## Work required
Return the data below unchanged. Drop any pictures.
==============================
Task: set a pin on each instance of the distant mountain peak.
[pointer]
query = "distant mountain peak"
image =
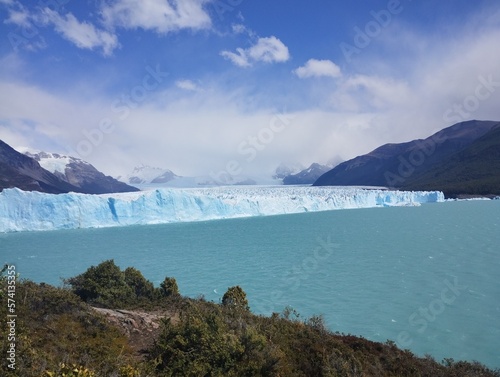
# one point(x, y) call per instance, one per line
point(145, 174)
point(78, 173)
point(394, 165)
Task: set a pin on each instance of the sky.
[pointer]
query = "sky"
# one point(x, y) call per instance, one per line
point(239, 86)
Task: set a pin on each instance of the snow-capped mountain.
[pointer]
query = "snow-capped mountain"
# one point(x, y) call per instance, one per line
point(287, 168)
point(149, 175)
point(78, 173)
point(23, 172)
point(306, 176)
==============================
## Solution
Task: set a pin on each instance of the distant mountain peak.
[pointer]
query = "distant mountain peak"
image =
# one point(x, y) call per instance, one per line
point(145, 174)
point(78, 173)
point(394, 165)
Task: set a pin on each instance of the sky.
[pointer]
query = "sky"
# one point(x, y) call per instance, one per line
point(239, 86)
Task: set a pin on each instance of the snow-capped mountain.
[pointer]
query = "snow-capped mountain"
# one point(x, y) call per instance, one per line
point(287, 168)
point(149, 175)
point(78, 173)
point(23, 172)
point(306, 176)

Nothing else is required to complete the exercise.